WHAT THIS EXERCISE ASKS:
A: For each statement (i), (ii) and (iii), answer yes or no according to the passage on feed enzymes, and quote the words from the passage that decide it. (i) Proteases added to soybean meal broiler diets lower the feed-conversion ratio. (ii) Xylanase lowers the viscosity of intestinal chyme. (iii) Exogenous enzymes have only recently begun to be included in broiler diets.
B: List every item that, according to the last sentence of the first paragraph of the passage on feed enzymes, enzymes added to poultry diets can improve.

The addition of enzymes can reduce the negative effects of NSPs and improve nutrient availability in poultry diets. The hydrolysis of NSPs can reduce the stickiness of pentosan, release nutrients from the cell wall, and break down starches into simple sugars, allowing nutrients as well as digestive enzymes to move more freely and improving growth performance, nutrient absorption and the efficiency of feed digestion. Previous trials have demonstrated that proteases and carbohydrate enzymes can improve the nutritional value of SBM[58]. Enzymes added to poultry diets can improve weight gain, feed conversion, the viscosity of intestinal chyme, and the digestibility of dry matter [911].

The primary benefit of xylanase in feed is to the reduction in viscosity. Partial hydrolysis of NSP by xylanase decreases intestinal chyme viscosity[12] and degrades cell-wall polysaccharides to release nutrients[3, 13]. Gao et al. (2008) speculated that its growth-promoting effect may also be related to the oligosaccharides produced by endogenous enzymes or exogenous enzymes[14].

Due to the inadequate secretion of digestive enzymes by broilers, exogenous enzymes have been included in broiler diets for decades. The supplementation of corn-soybean-meal diets with exogenous enzymes can improve weight gain, feed conversion ratio and ileal digestibility of amino acids[10]. Supplementation improves the availability of calories, protein and other nutrients. Proteases added to soybean meal broiler diets can increase body weight gain, apparent nitrogen retention and apparent metabolizable energy, although the feed-conversion ratio remains unchanged[15].

Exogenous enzymes may also increase the secretion of endogenous substances in the gastrointestinal tract of broilers[1618]. However, previous works suggest that supplementation with exogenous digestive enzymes may hinder the development of metabolism in the digestive organs. Excessive levels of enzymes can affect levels of endogenous enzymes in the gastrointestinal tract, with negative effects on health[19]. Variations in the level of this effect depend on many factors, such as age, type of diet and enzyme dose[2022]. We added NSP enzyme with different levels of proteases to the broiler diet to evaluate their effects on growth, physiological index, and the synthesis and secretion of endogenous enzymes. These findings provide evidence for the application of enzymes in poultry feed.

[Items from a data source]
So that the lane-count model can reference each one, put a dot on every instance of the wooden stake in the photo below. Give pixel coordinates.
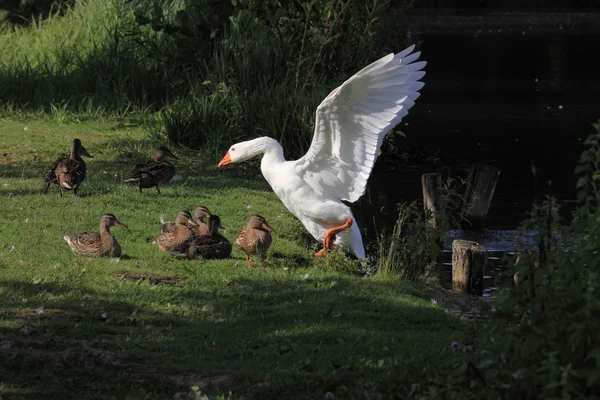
(468, 261)
(478, 194)
(432, 197)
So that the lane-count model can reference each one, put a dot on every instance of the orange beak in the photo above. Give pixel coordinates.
(225, 161)
(267, 227)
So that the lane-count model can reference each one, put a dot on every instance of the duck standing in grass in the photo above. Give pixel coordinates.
(154, 172)
(176, 238)
(349, 128)
(68, 172)
(254, 238)
(211, 246)
(200, 213)
(96, 244)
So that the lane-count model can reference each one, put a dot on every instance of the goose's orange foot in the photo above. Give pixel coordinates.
(330, 233)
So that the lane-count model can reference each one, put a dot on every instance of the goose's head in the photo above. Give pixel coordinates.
(246, 150)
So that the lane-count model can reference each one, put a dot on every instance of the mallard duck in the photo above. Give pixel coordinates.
(213, 245)
(199, 214)
(254, 238)
(177, 237)
(95, 244)
(68, 172)
(154, 172)
(350, 125)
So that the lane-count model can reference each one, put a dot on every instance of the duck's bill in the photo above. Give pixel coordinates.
(225, 161)
(267, 227)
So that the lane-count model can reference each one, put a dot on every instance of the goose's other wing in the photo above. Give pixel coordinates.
(352, 121)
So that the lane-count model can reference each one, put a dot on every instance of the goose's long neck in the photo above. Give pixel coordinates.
(272, 152)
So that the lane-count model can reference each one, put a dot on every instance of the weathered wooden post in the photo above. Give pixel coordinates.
(432, 197)
(529, 258)
(478, 194)
(468, 261)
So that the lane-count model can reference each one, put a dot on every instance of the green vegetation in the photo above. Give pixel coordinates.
(125, 76)
(111, 329)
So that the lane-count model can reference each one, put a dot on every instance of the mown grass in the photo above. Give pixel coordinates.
(294, 330)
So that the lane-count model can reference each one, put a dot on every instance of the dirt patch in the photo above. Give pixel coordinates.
(44, 312)
(122, 362)
(154, 279)
(8, 343)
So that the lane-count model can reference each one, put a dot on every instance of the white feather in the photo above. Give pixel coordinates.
(350, 125)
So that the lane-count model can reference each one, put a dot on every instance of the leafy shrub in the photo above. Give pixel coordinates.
(541, 341)
(413, 244)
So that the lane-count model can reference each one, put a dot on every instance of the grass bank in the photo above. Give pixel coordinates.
(151, 327)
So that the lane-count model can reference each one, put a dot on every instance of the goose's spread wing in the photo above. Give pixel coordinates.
(352, 121)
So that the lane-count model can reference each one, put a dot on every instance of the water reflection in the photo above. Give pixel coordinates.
(511, 100)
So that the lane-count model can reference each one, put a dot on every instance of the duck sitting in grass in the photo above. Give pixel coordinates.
(176, 238)
(96, 244)
(211, 246)
(254, 238)
(154, 172)
(68, 172)
(200, 213)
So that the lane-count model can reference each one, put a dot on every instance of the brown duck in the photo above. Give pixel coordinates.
(200, 213)
(68, 172)
(154, 172)
(177, 237)
(211, 246)
(96, 244)
(254, 238)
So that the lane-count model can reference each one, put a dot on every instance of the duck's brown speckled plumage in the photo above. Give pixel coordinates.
(176, 237)
(68, 172)
(213, 245)
(255, 238)
(96, 244)
(200, 213)
(154, 172)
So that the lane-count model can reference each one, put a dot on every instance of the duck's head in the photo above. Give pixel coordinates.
(201, 212)
(214, 223)
(109, 220)
(77, 148)
(259, 222)
(162, 153)
(243, 151)
(184, 218)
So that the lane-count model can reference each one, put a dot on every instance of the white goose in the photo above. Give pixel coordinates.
(350, 125)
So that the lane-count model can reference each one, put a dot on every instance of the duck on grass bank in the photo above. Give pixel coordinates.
(349, 128)
(96, 244)
(200, 213)
(154, 172)
(68, 172)
(255, 238)
(211, 246)
(176, 238)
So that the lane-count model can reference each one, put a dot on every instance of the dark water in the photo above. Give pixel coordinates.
(513, 97)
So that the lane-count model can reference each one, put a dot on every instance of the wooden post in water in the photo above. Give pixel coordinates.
(478, 194)
(468, 261)
(432, 197)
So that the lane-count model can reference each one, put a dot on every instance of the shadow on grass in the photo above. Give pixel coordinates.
(257, 335)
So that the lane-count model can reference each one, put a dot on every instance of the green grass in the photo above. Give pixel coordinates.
(294, 330)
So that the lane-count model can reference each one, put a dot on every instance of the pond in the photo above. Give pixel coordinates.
(514, 91)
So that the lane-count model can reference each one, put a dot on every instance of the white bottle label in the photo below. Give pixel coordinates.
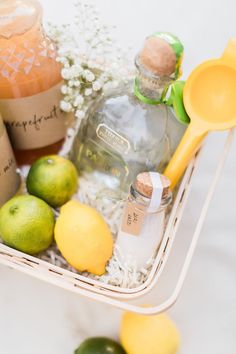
(35, 121)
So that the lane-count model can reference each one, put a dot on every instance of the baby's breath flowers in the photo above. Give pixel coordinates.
(91, 61)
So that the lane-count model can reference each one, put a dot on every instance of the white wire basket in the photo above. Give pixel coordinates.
(168, 272)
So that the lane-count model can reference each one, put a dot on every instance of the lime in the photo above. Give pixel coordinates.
(27, 224)
(149, 334)
(100, 345)
(53, 179)
(83, 237)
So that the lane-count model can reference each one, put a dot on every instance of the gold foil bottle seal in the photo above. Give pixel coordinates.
(158, 56)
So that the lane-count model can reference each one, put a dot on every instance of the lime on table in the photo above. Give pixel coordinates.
(100, 345)
(27, 224)
(53, 179)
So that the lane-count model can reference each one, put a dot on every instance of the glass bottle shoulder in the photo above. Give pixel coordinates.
(139, 122)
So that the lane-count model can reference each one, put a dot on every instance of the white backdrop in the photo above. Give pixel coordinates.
(37, 318)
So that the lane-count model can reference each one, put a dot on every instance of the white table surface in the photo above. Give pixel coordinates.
(37, 318)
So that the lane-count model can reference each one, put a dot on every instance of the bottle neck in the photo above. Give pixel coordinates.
(144, 202)
(17, 17)
(149, 87)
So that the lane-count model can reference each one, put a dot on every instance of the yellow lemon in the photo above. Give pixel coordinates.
(149, 334)
(83, 237)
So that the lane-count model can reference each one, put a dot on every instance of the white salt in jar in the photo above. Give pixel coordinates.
(141, 230)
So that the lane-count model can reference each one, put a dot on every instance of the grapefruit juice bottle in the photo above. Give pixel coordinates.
(30, 81)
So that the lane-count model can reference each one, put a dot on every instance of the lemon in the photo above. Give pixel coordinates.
(27, 224)
(83, 237)
(149, 334)
(53, 179)
(100, 345)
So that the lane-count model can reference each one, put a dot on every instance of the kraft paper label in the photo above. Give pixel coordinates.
(133, 218)
(35, 121)
(113, 139)
(9, 179)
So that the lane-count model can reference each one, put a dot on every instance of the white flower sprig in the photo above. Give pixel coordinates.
(91, 61)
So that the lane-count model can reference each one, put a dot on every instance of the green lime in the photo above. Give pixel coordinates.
(53, 179)
(100, 345)
(27, 224)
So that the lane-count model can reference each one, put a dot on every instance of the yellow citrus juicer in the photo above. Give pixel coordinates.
(210, 101)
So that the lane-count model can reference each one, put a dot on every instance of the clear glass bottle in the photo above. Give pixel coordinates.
(130, 130)
(29, 81)
(142, 226)
(9, 179)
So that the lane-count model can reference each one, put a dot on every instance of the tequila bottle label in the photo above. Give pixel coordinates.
(92, 156)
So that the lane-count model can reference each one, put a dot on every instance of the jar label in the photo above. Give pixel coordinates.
(133, 218)
(35, 121)
(113, 139)
(9, 179)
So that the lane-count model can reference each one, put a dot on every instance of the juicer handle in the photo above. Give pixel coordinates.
(230, 51)
(184, 153)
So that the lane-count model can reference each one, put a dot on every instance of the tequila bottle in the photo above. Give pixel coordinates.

ANSWER LIST:
A:
(i) No: "although the feed-conversion ratio remains unchanged"
(ii) Yes: "Partial hydrolysis of NSP by xylanase decreases intestinal chyme viscosity"
(iii) No: "exogenous enzymes have been included in broiler diets for decades"

B:
- weight gain
- feed conversion
- the viscosity of intestinal chyme
- the digestibility of dry matter